**Request**: Go through the data below and copy out each line that contains the word "pole".

**Source records**:

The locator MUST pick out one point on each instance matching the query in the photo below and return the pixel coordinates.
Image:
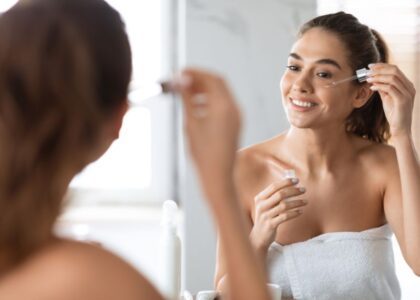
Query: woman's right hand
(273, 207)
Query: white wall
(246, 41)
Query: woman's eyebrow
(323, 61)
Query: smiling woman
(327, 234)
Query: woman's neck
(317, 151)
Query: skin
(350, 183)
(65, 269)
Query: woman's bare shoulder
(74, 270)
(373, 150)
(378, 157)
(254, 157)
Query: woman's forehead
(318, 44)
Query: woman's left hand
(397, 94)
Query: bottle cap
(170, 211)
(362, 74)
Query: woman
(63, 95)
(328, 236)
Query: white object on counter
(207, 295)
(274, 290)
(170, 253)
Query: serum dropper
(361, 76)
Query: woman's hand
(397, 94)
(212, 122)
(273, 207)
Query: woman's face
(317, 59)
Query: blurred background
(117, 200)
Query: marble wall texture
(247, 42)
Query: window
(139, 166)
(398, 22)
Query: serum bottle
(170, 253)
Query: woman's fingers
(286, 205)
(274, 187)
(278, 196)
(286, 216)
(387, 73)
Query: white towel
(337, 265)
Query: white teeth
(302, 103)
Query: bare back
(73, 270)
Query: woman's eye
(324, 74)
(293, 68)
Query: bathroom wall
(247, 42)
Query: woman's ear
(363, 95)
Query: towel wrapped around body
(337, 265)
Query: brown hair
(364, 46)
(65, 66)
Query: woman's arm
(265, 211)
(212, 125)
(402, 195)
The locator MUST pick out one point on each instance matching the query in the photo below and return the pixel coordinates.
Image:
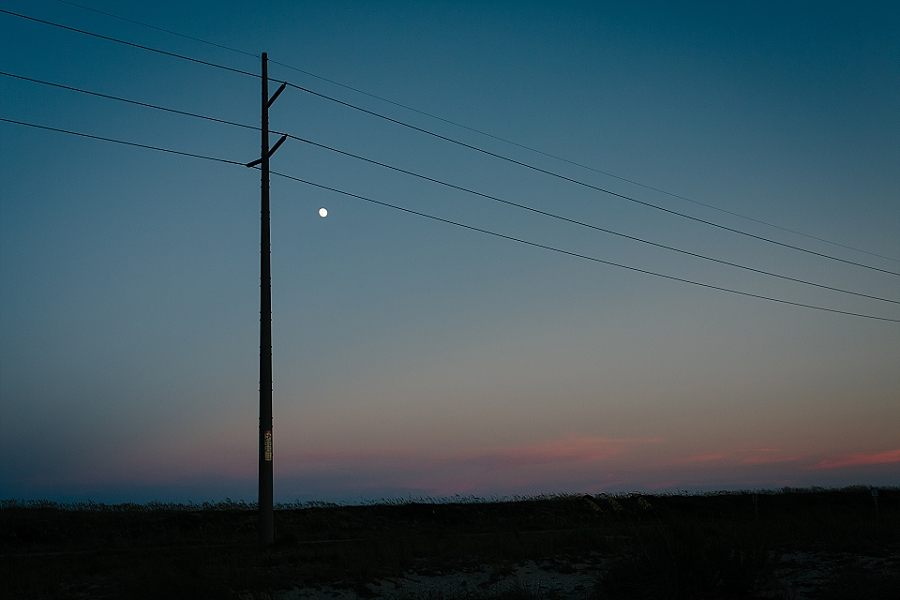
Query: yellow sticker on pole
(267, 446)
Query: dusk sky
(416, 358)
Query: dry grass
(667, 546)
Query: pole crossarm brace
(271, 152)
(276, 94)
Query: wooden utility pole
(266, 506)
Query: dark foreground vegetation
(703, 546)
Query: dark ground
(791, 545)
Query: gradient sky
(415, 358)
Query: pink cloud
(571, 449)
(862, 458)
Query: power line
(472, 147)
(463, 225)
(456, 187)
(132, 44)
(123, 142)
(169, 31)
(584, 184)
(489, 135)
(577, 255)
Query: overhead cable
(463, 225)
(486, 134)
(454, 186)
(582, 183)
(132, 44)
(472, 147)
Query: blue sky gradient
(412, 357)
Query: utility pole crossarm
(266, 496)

==

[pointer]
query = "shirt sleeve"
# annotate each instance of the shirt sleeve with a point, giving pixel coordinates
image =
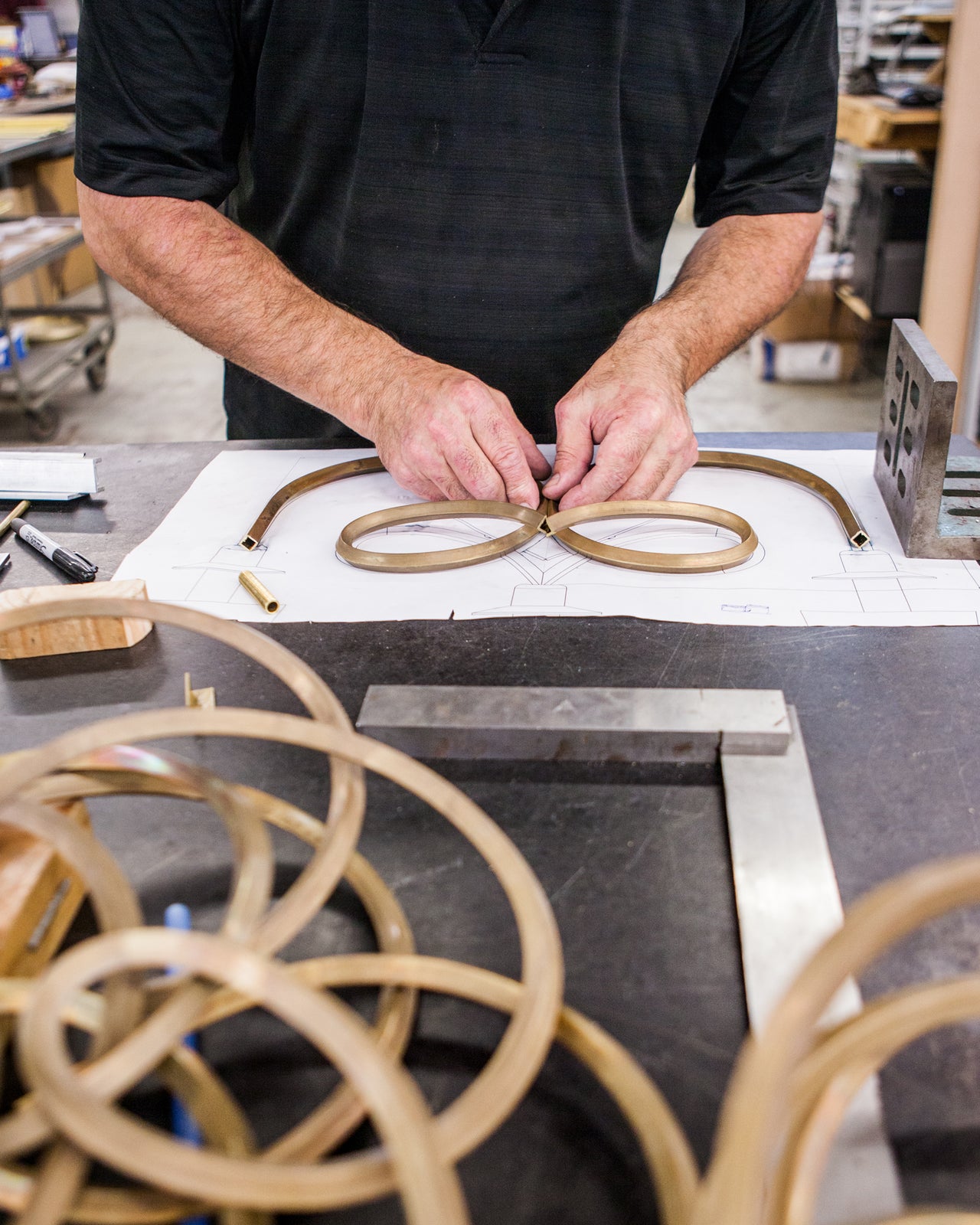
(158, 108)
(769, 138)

...

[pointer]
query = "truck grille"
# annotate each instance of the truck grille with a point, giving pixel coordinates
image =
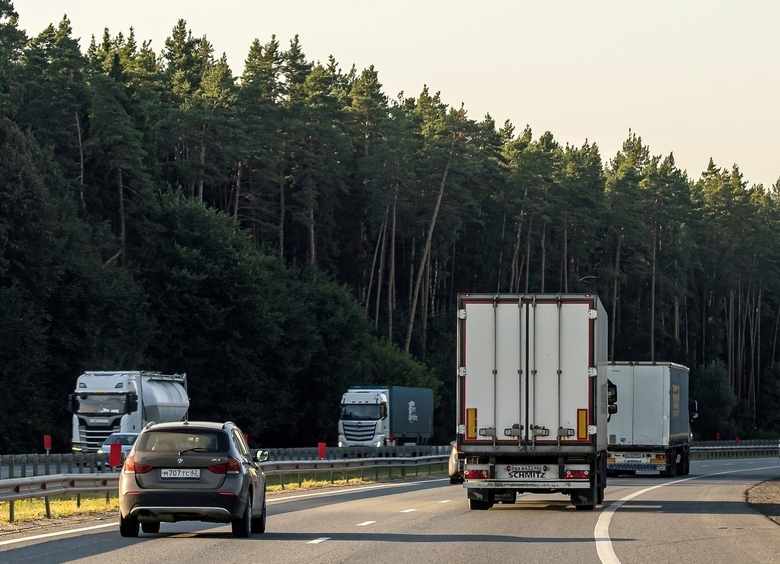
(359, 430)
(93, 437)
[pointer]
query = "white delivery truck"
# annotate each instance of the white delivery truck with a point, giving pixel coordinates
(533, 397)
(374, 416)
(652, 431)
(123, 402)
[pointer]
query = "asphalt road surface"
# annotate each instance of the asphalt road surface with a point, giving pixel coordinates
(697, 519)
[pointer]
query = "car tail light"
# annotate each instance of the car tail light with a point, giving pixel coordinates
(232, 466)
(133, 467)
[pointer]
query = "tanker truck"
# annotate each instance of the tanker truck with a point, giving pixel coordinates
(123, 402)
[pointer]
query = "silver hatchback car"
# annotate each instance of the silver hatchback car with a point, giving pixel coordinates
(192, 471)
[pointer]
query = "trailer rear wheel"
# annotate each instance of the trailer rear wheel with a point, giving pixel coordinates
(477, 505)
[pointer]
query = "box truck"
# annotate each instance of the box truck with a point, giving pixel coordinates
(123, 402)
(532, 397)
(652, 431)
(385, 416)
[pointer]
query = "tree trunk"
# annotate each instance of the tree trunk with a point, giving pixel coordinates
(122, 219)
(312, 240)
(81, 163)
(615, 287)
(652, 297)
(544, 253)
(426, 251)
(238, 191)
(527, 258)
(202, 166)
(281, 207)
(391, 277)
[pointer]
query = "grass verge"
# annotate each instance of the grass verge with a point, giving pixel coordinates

**Reply**:
Query: yellow sticker on pole
Query: pole crossarm brace
Query: wooden utility pole
Query: utility pole crossarm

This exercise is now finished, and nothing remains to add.